= DEFCON =

Alert posture used by the United States Armed Forces

DEFCON levels

The defense readiness condition (DEFCON) is an alert state used by the United States Armed Forces. The DEFCON system was developed in 1959 by the Joint Chiefs of Staff (JCS) and unified and specified combatant commands. It prescribes five graduated levels of readiness (or states of alert) for the U.S. military. It increases in severity from DEFCON 5 (least severe) to DEFCON 1 (most severe) to match varying military situations, with DEFCON 1 signaling the impending outbreak of nuclear warfare. For security reasons, the U.S. military does not announce a DEFCON level to the public.

DEFCONs are a subsystem of a series of "Alert Conditions", or LERTCONs, which also include Emergency Conditions (EMERGCONs).

==Definition==
The DEFCON level is controlled primarily by the U.S. president and the U.S. secretary of defense through the chairman of the Joint Chiefs of Staff and the combatant commanders; each level defines specific security, activation and response scenarios for the personnel in question.

Different branches of the U.S. Armed Forces (i.e. U.S. Army, U.S. Navy, U.S. Air Force, U.S. Marine Corps, U.S. Coast Guard, U.S. Space Force) and different bases or command groups can be activated at different defense conditions. According to Air & Space/Smithsonian, as of 2022, the U.S. DEFCON level has never been more severe than DEFCON 3. The DEFCON 2 levels in the 1962 Cuban Missile Crisis and 1991 Gulf War applied only to the U.S. Strategic Air Command (SAC).

DEFCONs should not be confused with similar systems used by the US military, such as Force Protection Conditions (FPCONS), Readiness Conditions (REDCONS), Information Operations Condition (INFOCON) and its future replacement Cyber Operations Condition (CYBERCON), and Watch Conditions (WATCHCONS), or the former Homeland Security Advisory System used by the U.S. Department of Homeland Security.

Although a higher DEFCON number refers to a more relaxed defence posture, the term has been misused in popular culture in which "DEFCON 5" is incorrectly used to describe an active conflict situation (such as in the title of the video game Defcon 5), or more figuratively, to describe an aggravated state of mind ("going to DEFCON five").

==Levels==
Defense readiness conditions vary between many commands and have changed over time, and the United States Department of Defense uses exercise terms when referring to the DEFCON levels during exercises. This is to prevent confusing exercise commands with actual operational commands.
——————————
(REQUIRED WORK)
(A) Answer these questions using the DEFCON article:
(i) In what year was the DEFCON system developed?
(ii) Which command did the DEFCON 2 levels in the 1962 Cuban Missile Crisis and the 1991 Gulf War apply to?
(iii) What does the United States Department of Defense use when it refers to DEFCON levels during exercises?
(B) Pick up the DEFCON article after its final sentence and keep writing it.
The items on this page aren't needed for anything here.
——————————
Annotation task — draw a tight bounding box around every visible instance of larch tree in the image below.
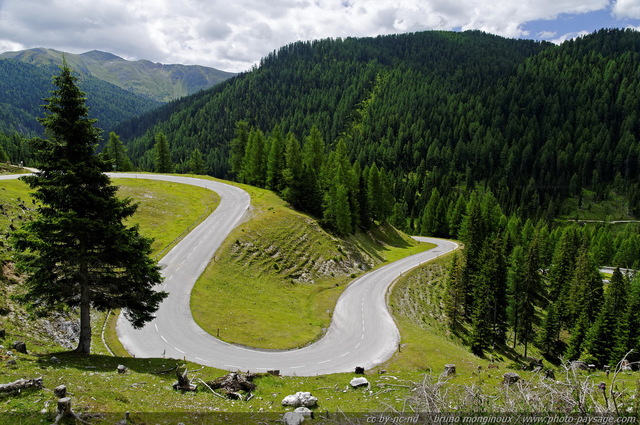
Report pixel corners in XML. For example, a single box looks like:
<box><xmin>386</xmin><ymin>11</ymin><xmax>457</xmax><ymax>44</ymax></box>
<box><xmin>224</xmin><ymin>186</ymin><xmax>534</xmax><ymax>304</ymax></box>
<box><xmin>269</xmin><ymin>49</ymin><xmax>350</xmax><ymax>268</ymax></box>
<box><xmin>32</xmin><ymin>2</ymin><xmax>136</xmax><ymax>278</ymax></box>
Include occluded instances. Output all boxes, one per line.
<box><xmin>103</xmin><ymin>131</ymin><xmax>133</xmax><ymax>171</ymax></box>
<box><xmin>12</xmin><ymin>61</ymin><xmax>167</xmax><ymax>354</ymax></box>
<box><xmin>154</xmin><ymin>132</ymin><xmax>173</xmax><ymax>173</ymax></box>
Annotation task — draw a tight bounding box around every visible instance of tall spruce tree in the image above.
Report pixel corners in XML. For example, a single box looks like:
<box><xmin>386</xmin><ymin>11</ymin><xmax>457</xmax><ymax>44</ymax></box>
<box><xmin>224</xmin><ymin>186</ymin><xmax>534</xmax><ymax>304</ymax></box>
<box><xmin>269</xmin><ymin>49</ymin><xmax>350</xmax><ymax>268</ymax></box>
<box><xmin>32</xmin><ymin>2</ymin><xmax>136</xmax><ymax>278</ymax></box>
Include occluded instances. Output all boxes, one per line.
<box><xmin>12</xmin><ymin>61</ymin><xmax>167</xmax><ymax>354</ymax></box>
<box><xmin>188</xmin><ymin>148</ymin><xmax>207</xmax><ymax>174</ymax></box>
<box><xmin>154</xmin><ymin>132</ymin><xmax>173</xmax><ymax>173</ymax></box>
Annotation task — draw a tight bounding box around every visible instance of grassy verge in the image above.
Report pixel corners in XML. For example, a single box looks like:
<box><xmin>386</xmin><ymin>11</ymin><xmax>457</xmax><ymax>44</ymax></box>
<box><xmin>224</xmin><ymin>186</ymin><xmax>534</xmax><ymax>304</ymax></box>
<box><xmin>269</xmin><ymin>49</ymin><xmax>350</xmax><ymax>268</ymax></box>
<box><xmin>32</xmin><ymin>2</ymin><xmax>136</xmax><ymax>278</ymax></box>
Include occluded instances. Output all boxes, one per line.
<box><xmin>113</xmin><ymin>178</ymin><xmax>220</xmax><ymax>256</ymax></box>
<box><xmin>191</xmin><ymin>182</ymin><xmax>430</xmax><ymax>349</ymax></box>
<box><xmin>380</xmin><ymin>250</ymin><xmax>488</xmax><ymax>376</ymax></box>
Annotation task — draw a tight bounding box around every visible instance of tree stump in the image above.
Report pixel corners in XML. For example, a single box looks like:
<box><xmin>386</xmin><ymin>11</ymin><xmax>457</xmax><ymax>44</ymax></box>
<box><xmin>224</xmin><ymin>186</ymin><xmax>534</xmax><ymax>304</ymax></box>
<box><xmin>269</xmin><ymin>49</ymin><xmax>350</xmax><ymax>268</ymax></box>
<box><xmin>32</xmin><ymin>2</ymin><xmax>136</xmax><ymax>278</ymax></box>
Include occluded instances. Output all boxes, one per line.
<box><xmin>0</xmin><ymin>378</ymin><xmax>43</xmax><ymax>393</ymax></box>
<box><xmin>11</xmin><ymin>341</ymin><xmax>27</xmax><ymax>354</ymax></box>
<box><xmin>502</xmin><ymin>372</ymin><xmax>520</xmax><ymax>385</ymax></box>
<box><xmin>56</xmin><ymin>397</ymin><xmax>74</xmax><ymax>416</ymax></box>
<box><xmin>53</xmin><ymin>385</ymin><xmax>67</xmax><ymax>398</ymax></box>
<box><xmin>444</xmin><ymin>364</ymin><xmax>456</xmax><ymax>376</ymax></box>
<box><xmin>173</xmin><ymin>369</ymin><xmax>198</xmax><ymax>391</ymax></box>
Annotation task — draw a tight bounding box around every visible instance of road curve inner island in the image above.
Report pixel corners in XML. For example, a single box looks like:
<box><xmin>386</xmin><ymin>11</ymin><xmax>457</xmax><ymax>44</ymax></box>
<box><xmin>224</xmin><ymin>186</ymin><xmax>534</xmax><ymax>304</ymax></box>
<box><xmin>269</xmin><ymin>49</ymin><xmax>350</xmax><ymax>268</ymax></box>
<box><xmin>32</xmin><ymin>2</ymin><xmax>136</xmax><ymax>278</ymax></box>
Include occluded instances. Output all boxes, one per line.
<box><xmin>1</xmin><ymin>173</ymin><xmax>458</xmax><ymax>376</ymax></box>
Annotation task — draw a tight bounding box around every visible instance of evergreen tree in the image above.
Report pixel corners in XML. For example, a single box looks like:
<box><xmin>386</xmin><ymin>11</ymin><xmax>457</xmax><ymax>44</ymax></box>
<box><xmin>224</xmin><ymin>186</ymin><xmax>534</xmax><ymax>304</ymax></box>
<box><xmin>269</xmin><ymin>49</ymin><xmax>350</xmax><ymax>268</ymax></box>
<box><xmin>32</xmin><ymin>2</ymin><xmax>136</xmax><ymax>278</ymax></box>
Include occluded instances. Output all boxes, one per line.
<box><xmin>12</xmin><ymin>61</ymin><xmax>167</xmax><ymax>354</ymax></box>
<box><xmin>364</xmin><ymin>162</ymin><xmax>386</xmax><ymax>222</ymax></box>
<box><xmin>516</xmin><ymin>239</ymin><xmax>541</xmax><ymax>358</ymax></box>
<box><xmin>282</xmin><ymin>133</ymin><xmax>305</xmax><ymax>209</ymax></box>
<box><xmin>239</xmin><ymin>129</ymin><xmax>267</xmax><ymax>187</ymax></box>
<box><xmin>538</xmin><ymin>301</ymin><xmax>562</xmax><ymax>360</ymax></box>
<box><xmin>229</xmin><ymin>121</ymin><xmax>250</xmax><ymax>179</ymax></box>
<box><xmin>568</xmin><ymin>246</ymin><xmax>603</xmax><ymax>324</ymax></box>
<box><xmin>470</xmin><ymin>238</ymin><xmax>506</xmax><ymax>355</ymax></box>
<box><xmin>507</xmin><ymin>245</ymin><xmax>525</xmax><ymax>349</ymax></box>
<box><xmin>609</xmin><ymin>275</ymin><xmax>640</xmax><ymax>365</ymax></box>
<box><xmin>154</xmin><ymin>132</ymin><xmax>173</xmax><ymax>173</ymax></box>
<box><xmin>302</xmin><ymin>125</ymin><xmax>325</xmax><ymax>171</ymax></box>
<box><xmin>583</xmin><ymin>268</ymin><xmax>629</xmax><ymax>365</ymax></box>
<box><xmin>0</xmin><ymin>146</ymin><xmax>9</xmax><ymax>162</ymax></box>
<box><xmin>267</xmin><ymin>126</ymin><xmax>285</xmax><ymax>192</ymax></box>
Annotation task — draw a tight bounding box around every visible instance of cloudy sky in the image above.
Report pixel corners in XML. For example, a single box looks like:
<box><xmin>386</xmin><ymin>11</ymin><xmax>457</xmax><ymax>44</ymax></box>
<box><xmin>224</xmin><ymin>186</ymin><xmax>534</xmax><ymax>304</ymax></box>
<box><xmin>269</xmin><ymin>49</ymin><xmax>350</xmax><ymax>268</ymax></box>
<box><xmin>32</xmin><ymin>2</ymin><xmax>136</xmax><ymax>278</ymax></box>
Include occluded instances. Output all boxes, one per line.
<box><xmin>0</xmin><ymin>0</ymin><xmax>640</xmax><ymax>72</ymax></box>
——————————
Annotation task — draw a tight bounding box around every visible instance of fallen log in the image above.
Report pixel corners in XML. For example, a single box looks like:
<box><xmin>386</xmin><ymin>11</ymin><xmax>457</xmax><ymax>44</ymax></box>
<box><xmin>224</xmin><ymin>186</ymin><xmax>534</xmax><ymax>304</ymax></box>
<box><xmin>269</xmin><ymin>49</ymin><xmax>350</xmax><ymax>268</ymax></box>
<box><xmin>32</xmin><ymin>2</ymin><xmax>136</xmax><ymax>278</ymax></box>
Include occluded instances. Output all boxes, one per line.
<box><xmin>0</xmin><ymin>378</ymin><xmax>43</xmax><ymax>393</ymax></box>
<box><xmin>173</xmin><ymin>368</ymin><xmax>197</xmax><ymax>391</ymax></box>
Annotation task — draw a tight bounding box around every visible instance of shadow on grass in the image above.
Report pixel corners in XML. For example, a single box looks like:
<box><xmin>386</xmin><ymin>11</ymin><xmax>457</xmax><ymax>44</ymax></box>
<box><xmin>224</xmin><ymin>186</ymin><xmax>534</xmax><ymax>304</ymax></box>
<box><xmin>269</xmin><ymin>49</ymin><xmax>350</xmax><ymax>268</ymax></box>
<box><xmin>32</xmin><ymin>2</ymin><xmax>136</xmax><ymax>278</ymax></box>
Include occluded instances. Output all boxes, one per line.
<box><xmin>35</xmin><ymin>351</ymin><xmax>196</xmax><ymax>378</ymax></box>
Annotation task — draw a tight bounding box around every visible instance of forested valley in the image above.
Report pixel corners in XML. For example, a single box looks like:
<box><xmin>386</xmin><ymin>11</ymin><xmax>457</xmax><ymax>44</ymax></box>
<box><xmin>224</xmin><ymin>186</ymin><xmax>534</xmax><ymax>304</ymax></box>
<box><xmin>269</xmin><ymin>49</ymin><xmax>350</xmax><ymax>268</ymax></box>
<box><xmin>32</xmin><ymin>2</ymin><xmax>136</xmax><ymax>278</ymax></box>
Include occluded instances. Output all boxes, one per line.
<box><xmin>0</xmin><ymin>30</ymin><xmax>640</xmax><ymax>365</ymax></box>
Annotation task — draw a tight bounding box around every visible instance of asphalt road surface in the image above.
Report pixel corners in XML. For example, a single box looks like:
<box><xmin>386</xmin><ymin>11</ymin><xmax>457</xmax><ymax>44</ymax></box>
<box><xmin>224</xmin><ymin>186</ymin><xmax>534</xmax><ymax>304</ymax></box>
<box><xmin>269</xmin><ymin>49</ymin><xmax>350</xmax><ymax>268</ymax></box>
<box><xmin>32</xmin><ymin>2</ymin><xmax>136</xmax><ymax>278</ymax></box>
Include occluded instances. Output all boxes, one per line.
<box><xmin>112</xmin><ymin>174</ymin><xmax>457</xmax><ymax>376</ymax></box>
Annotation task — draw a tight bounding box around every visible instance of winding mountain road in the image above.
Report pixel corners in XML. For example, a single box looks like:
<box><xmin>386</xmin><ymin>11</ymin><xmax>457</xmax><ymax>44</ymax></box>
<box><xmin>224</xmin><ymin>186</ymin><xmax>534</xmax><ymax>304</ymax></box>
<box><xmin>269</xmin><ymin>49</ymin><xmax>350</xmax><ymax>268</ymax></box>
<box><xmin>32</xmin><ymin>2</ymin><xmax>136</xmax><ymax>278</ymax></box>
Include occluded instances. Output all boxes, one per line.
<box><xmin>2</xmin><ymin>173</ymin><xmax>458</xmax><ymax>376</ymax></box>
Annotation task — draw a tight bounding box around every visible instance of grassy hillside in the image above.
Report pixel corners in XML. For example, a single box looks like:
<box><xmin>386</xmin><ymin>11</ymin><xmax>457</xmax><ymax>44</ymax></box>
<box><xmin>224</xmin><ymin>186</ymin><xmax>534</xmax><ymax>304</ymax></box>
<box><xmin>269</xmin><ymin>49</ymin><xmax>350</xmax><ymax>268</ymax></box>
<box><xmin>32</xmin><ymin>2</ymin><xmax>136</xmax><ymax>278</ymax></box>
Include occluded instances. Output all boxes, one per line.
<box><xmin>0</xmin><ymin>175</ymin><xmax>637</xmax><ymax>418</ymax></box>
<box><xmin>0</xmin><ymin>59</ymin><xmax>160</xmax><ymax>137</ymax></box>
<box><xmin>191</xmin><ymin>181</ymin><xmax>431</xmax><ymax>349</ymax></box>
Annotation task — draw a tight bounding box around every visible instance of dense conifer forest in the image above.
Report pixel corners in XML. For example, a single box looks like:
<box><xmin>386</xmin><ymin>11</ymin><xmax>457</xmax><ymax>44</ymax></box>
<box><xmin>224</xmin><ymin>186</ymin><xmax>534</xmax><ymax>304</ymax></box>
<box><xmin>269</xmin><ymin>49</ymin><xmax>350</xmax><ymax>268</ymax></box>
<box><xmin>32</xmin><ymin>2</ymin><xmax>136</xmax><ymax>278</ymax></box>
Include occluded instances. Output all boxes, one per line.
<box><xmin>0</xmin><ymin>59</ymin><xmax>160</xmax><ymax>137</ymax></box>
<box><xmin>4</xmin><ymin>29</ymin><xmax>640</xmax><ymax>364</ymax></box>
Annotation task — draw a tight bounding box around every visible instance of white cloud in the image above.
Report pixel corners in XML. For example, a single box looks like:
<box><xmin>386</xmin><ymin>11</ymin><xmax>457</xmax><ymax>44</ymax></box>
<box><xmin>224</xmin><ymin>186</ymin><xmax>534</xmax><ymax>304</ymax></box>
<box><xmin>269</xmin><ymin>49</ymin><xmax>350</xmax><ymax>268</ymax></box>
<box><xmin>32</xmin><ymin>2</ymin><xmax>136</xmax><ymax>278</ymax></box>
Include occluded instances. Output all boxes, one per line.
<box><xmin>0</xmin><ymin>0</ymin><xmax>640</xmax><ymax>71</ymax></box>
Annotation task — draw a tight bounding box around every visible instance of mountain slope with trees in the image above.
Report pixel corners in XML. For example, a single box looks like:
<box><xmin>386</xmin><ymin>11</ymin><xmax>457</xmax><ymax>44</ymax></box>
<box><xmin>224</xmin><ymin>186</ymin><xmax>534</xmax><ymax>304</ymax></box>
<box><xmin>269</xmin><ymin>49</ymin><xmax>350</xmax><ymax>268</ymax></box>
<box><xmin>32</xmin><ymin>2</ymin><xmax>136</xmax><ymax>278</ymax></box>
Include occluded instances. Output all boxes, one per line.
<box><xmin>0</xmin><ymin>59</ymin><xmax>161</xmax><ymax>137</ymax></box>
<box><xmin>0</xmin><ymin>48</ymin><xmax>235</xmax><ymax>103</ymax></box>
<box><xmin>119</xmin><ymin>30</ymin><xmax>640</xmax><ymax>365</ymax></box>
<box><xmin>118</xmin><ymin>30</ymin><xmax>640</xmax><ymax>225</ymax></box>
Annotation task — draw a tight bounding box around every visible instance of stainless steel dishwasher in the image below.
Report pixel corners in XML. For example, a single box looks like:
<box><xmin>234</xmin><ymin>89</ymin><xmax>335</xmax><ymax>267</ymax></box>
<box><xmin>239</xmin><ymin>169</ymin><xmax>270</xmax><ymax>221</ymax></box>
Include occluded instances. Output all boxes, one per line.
——————————
(RESPONSES PER TASK)
(A)
(i) 1959
(ii) The U.S. Strategic Air Command (SAC)
(iii) Exercise terms

(B)
On January 12, 1966, NORAD "proposed the adoption of the readiness conditions of the JCS system", and information about the levels was declassified in 2006:

| Readiness condition | Exercise term | Description | Readiness |
|---|---|---|---|
| DEFCON 1 | COCKED PISTOL | Nuclear war is imminent or has already begun | Maximum readiness. Immediate response. |
| DEFCON 2 | FAST PACE | Next step to nuclear war | Armed forces ready to deploy and engage in less than six hours |
| DEFCON 3 | ROUND HOUSE | Increase in force readiness above that required for normal readiness | Air Force ready to mobilize in fifteen minutes |
| DEFCON 4 | DOUBLE TAKE | Increased intelligence watch and strengthened security measures | Above normal readiness |
| DEFCON 5 | FADE OUT | Lowest state of readiness | Normal readiness |

==History==
After NORAD was created, the command used different readiness levels (Normal, Increased, Maximum) subdivided into eight conditions, e.g., the "Maximum Readiness" level had two conditions "Air Defense Readiness" and "Air Defense Emergency". In October 1959, JCS chairman Nathan F. Twining informed NORAD "that Canada and the U.S. had signed an agreement on increasing the operational readiness of NORAD forces during periods of international tension." After the agreement became effective on October 2, 1959, the JCS defined a system with DEFCONs in November 1959 for the military commands. The initial DEFCON system had "Alpha" and "Bravo" conditions (under DEFCON 3) and Charlie/Delta under DEFCON 4, plus an "Emergency" level higher than DEFCON 1 with two conditions: "Defense Emergency" and the highest, "Air Defense Emergency" ("Hot Box" and "Big Noise" for exercises).

The United States has never declared a readiness condition of DEFCON 1 to prepare for nuclear war.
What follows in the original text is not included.